-- DATASET EXCERPTS --
......
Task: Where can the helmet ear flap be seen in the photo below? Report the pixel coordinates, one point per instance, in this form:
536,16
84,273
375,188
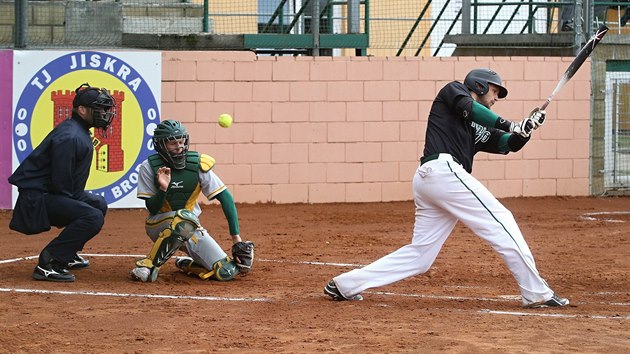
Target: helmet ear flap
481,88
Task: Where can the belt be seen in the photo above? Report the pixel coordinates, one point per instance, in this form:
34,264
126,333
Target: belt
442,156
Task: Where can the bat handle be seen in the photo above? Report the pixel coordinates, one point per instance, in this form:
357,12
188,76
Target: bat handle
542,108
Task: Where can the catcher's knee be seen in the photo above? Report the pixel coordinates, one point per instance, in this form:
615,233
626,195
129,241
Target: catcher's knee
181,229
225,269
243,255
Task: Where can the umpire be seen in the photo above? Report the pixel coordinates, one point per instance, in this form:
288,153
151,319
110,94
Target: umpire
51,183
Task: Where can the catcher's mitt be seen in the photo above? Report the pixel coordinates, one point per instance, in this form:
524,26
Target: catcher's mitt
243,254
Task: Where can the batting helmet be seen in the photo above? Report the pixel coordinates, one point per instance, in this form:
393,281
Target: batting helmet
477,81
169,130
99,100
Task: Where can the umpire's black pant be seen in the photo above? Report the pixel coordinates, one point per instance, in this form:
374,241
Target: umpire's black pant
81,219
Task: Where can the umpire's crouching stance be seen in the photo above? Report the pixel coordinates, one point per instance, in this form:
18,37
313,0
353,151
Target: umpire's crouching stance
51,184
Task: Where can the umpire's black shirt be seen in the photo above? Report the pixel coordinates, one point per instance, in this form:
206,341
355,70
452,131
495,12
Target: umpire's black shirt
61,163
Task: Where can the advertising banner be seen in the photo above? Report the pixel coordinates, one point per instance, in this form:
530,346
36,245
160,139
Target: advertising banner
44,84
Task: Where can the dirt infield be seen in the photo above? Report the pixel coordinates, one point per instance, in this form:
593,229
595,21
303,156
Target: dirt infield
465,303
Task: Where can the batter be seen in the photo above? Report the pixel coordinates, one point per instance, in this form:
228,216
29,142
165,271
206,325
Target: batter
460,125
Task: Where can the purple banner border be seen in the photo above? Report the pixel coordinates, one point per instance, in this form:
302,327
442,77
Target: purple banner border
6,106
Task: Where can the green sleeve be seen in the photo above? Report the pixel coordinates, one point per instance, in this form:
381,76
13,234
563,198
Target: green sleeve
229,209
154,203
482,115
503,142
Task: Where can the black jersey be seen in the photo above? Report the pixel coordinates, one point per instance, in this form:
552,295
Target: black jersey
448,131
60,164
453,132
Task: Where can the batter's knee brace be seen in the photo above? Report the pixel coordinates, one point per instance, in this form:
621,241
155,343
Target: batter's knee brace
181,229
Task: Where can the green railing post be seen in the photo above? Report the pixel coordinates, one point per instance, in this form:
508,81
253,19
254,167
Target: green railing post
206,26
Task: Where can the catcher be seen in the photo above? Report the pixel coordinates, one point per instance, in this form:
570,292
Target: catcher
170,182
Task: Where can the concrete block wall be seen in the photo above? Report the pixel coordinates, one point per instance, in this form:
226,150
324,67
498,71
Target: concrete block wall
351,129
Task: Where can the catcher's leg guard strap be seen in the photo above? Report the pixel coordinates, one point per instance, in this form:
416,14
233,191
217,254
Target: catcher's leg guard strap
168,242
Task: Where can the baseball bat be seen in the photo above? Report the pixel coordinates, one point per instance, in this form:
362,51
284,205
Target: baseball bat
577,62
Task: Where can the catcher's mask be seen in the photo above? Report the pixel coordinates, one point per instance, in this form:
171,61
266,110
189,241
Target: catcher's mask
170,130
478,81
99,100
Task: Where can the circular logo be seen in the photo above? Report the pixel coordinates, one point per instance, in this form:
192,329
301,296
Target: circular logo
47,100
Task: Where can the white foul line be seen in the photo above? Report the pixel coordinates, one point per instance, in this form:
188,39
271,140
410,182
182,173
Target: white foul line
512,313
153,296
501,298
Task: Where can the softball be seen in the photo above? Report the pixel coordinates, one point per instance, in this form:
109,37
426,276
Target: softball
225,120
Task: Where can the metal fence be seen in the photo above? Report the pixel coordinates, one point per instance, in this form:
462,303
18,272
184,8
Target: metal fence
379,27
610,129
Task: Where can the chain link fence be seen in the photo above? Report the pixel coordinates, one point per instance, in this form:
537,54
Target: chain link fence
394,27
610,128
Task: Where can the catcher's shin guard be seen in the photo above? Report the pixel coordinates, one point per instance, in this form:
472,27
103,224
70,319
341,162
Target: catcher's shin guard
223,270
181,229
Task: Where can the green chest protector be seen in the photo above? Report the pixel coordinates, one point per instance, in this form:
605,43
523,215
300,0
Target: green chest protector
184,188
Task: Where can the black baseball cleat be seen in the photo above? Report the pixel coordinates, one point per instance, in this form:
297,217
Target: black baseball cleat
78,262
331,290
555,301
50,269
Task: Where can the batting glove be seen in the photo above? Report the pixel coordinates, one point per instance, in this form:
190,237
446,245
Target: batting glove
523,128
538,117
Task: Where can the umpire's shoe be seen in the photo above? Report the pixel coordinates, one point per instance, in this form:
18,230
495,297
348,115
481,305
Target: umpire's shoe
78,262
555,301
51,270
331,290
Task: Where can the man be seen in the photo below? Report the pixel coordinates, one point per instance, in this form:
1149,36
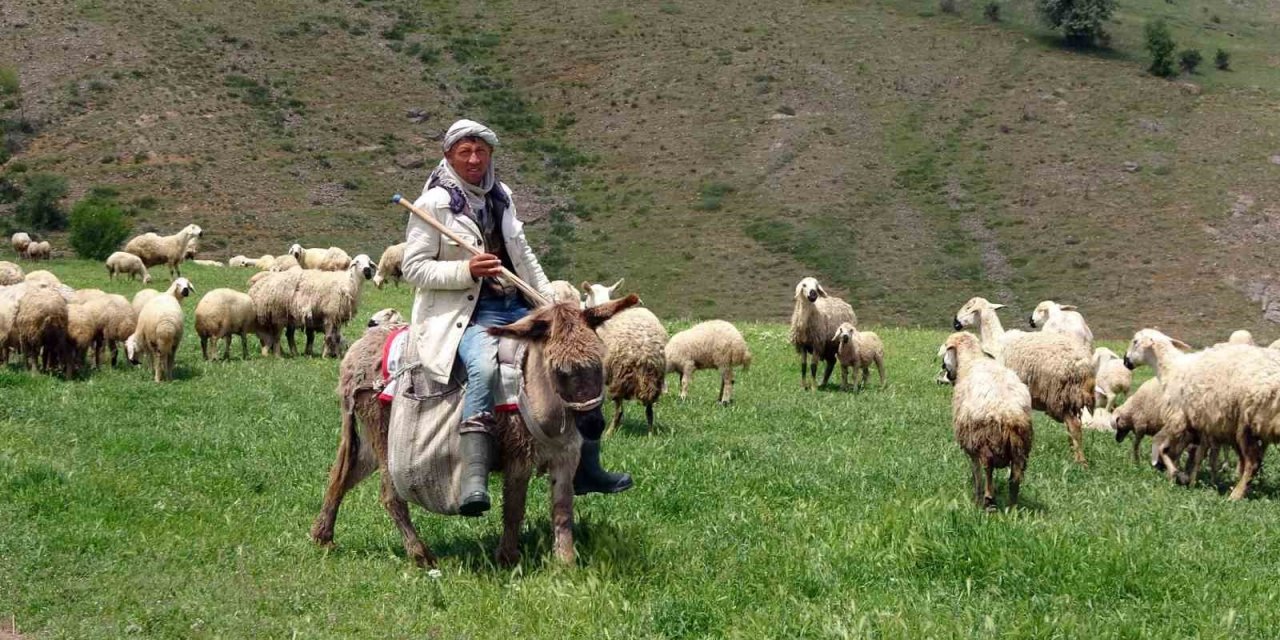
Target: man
......
-- AIM --
Transcribe the full listing above exactly as it stands, minus the pictures.

-- THE ANSWER --
Task: Where can the helmet ear flap be seen in the photo below? Report the pixel coordinates, one point per instance, in this form:
536,16
84,273
375,188
Target: helmet ear flap
481,88
Task: Where can the belt be seen in the photo above? Report the pixel coordinates, one point per instance, in this form:
34,264
126,333
Target: belt
442,156
Task: Where can the bat handle be seen in the photo above? Report the pixel coordinates, one point per instance, in this form:
357,12
188,76
Target: bat handle
542,108
Task: Where can the catcher's knee be seen in the photo above? Report the pixel coordinates, one point per instance, in this form:
615,233
626,195
129,241
Target: catcher's knee
181,229
225,269
243,255
Task: Where can the umpire be seen in the photo above? Report the pixel coordinates, one point per instance, in this form:
288,153
151,319
110,94
Target: umpire
51,183
Task: Where can the catcher's mitt be seen in the photo above? Report the pixel coordinates, one point per instance, in this form:
524,26
Target: catcher's mitt
243,254
Task: Where can the batting helmet be seen in the photo above? Report the pixel coordinates, one point per instance, in this form:
393,281
Target: batting helmet
477,81
169,130
99,100
Task: Where can the umpire's black pant be seen in the photo above? Report the pixel coordinates, one point per instance, in this form:
374,241
Target: umpire's black pant
81,219
Task: Where can the umpire's crouching stance be seen in the photo above? Report the pixel coordinates, one point per instance, in this form:
18,37
313,0
353,151
Target: umpire's crouching stance
51,184
Task: Where can the umpire's black shirt be seen in the photo above? Report the pixel coordinates, one point per instance, in this form:
206,341
355,70
452,131
495,12
Target: umpire's black shirt
61,163
Task: Where can the advertising banner be seen in the photo above? Report the pixel coordinates, one point per instance, in this form:
530,346
36,245
160,139
Target: advertising banner
44,84
Task: Where can the dirt infield be seen in the photo above? Report the pixel coordinates, one point per instance, in this form:
593,229
595,21
303,156
Target: dirt infield
465,303
Task: Where can the batter be seen in the photo above? Report the pixel coordinates, one point per instance, in this form:
228,216
29,142
165,271
206,325
Target: batter
460,125
Task: Where can the purple banner border be seen in the photo above? Report the pixel coordinates, one point per instance, in this form:
302,327
442,77
Target: purple banner border
6,106
Task: Where can the green sleeve be seen in the photo above? Report the pixel coordinates, one point per instance, in this form:
381,76
13,234
563,198
Target: green sleeve
229,209
154,203
482,115
503,142
Task: Where can the black jersey be seen in the photo above? Report the pixel coordinates, one point per instance, in this form:
552,295
Target: black jersey
448,131
60,164
453,132
Task: Where can the batter's knee brace be seen in the photo above? Report the pixel coordinates, one point per instance, in this form:
621,241
155,343
Target: batter's knee brace
181,229
Task: Where can the green railing post be seen in the photo above? Report the pixel coordinates, one point per instance, in this form:
508,81
253,19
254,167
Target: green railing post
206,26
Task: Where can the catcher be seen in the photo above? Report the pixel coordinates, one point per instance, in this form:
570,292
Target: catcher
170,182
Task: Where can the concrete block wall be seen in the photo above? Report the pixel coordinates, one point per instance, in this form:
226,150
324,67
498,71
Target: concrete block wall
351,129
Task: Where can the catcher's leg guard strap be seen in the photo above? Report the pixel coordinates, one point per instance, in this form:
416,14
233,191
217,254
Target: catcher's leg guard strap
168,242
Task: Where can the baseball bat be seen in the photo above? Report the pixel coordinates, one point per instance, in this form:
362,51
284,205
Target: baseball bat
577,62
Task: Where can the catcher's mask be seen in the photo above? Report the pixel coordinates, one point per instance, in this form:
171,61
266,110
189,241
Target: catcher's mask
170,130
478,81
99,100
Task: Where can the circular logo be seen in the photo above? Report the pixel coordinates, one point per instance, in this form:
192,329
301,296
Target: circular logo
47,100
Task: Where can the white foul line be seen in the photo above? Report the pixel coordinates, one point per instance, in this form:
188,39
271,140
410,182
182,173
Target: white foul line
512,313
153,296
501,298
Task: Where can the softball be seen in the photo above? Report the pixel coordinates, one point per instance, in this form:
109,37
426,276
Target: softball
225,120
Task: Where can the metal fence be seen in the photo above? Report the pixel coordinates, one point per instance, in this form:
462,303
18,272
184,8
Target: metal fence
379,27
610,129
Task: Where can the chain link fence be seen in the photo above? Report the pixel coordinates, one point per instance, in this form:
537,54
Target: chain link fence
394,27
610,128
Task: Where can the catcher's shin guard be seen in the photo above? Report the pixel coordinates, one point per instance, in this form:
472,27
103,224
70,319
341,162
Target: catcher's shin guard
223,270
181,229
Task: Where can the green chest protector be seen in the photo above? Report the pixel coordinates, one point per instance, in this form:
605,43
523,215
300,0
Target: green chest protector
184,188
Task: Where can the black baseball cleat be seen in the photo above? Report the pixel coordinates, one point per instance, in this form:
297,217
Target: black baseball cleat
78,262
331,290
555,301
50,269
Task: Where can the batting glove be seen in the photo above? Report the pixel coordinates, one point per instance, in this form:
190,237
446,245
Target: batting glove
523,128
538,117
Task: Where can the umpire's shoe be seen in the photo above? Report the pixel coordinates, one point per instance, in this form:
18,230
495,297
348,115
481,305
Target: umpire's shoe
78,262
555,301
51,270
331,290
Task: Where can the man be seen in the photo below? Report the pixel coordinates, one point per instance, in this form:
1149,36
Target: man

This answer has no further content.